Bounding box annotation entries:
•••

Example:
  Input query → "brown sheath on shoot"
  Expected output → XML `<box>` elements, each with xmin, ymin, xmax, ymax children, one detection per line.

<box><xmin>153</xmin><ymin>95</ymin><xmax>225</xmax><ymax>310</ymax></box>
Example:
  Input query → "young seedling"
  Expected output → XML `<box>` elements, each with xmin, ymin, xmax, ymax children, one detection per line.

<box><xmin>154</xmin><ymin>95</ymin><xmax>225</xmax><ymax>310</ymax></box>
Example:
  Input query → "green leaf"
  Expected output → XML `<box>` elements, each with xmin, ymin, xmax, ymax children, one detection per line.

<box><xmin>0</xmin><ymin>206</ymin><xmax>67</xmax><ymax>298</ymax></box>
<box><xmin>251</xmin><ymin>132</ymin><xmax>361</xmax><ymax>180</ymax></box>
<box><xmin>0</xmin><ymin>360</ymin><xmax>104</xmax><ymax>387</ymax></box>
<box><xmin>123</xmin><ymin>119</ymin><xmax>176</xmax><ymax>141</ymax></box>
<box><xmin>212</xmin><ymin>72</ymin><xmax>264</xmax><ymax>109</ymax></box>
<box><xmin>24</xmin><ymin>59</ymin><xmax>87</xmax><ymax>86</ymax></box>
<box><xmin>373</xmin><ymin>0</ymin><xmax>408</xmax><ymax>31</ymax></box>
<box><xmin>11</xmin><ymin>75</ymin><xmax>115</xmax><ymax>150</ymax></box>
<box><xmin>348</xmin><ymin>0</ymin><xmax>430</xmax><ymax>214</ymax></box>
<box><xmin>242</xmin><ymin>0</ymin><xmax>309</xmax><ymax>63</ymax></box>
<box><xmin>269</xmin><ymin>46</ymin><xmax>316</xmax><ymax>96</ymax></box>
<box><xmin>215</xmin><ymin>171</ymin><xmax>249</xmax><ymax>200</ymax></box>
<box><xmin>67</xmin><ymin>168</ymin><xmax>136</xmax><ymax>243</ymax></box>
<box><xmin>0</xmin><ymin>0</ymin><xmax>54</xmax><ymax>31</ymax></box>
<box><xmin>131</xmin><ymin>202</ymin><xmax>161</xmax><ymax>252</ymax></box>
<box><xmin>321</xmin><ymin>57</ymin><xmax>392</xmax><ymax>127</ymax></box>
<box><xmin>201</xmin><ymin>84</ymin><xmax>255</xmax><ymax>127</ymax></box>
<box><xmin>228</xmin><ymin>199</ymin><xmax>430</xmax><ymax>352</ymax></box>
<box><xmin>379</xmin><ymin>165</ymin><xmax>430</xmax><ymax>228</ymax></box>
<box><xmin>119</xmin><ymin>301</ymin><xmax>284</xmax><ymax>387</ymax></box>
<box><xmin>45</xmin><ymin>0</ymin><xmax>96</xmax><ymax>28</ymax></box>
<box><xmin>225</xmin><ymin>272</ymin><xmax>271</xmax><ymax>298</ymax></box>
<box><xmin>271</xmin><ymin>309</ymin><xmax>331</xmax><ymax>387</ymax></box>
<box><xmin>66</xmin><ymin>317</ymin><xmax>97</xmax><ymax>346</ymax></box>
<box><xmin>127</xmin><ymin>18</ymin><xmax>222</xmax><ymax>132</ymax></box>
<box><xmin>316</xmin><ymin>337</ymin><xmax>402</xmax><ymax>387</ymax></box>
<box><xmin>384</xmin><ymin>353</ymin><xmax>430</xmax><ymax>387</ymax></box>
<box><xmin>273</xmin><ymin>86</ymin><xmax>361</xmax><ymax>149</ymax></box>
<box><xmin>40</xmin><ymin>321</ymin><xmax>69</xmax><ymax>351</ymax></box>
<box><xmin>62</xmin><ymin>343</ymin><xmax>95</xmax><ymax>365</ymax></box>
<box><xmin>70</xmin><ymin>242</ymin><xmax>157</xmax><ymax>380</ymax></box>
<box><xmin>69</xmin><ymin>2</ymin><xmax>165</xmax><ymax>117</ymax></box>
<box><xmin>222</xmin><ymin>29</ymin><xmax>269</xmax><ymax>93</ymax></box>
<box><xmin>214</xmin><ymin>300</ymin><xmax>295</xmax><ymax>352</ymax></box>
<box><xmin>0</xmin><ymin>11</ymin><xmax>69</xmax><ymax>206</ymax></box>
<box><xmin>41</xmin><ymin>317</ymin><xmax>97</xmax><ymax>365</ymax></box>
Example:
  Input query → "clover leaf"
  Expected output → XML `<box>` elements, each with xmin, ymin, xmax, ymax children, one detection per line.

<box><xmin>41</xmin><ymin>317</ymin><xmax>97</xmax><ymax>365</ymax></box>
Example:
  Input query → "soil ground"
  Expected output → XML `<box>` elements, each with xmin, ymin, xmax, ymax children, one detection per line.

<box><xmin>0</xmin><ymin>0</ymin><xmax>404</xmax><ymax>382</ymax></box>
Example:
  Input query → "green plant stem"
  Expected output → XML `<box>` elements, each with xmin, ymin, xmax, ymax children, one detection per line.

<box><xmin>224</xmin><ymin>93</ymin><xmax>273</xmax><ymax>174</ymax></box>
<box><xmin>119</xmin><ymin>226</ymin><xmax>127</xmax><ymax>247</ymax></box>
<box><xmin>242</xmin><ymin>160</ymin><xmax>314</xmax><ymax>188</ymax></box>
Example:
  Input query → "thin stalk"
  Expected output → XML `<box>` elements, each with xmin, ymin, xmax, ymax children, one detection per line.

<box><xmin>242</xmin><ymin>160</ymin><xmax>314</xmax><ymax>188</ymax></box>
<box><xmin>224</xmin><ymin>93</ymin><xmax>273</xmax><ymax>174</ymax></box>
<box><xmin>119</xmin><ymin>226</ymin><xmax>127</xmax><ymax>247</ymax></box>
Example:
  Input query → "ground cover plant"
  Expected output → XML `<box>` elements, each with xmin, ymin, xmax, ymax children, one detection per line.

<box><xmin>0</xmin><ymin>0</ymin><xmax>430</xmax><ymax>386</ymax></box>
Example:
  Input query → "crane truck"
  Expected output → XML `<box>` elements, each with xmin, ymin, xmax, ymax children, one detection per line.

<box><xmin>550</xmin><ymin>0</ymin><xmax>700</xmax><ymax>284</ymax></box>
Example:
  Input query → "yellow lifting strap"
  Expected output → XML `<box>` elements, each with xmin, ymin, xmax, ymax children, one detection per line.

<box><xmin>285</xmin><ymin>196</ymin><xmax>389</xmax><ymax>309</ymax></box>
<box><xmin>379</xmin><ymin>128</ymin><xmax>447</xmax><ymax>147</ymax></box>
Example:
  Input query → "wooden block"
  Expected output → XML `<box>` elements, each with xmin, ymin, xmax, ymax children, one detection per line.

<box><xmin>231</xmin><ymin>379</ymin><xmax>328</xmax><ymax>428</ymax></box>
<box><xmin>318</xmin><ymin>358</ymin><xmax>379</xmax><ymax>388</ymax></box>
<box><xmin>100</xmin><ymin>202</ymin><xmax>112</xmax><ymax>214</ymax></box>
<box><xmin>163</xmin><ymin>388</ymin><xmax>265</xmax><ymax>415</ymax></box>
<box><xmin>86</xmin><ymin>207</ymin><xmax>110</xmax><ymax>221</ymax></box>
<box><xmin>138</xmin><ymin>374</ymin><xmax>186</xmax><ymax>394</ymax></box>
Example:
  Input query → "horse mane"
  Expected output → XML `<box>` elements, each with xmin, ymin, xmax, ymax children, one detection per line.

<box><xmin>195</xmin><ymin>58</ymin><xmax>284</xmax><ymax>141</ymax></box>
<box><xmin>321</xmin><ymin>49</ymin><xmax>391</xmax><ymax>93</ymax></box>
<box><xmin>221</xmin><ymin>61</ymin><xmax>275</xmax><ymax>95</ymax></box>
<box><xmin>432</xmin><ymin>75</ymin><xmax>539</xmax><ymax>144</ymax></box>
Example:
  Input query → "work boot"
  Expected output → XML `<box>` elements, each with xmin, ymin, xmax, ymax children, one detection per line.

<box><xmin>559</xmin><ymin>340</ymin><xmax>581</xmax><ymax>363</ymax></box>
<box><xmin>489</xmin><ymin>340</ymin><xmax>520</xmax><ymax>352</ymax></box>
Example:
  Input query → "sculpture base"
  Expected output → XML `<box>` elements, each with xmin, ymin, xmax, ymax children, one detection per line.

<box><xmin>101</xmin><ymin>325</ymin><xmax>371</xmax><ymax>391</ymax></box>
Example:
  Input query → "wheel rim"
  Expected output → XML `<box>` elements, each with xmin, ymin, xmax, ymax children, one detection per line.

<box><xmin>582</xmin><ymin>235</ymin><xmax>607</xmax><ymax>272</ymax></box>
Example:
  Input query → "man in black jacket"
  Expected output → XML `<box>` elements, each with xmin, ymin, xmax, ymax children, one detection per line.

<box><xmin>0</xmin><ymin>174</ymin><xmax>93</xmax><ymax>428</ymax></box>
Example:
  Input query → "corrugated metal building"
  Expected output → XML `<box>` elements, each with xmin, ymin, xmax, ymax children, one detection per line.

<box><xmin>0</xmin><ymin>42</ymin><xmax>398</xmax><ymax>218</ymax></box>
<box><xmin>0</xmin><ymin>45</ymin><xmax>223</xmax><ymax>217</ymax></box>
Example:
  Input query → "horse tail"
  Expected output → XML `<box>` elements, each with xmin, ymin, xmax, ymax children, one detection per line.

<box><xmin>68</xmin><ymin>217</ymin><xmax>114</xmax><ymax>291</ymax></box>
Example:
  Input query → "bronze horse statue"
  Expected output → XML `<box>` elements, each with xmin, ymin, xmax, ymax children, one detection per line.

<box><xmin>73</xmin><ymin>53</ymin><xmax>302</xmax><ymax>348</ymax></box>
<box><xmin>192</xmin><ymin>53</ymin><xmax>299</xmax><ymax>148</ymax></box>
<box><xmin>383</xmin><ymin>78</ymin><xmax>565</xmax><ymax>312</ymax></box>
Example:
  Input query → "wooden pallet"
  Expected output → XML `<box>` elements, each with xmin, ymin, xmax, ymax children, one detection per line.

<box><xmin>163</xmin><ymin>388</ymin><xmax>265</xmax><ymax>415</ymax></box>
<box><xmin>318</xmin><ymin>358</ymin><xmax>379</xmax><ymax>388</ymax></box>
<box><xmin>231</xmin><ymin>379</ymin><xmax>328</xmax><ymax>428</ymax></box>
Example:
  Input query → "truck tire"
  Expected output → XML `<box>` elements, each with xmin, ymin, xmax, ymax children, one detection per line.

•••

(Written task): Can you gather every line of the records above that contains the word "wooden", matching case exactly, and copy each one out?

(Completed task):
  Input query → "wooden block"
  Input query → "wooden pallet"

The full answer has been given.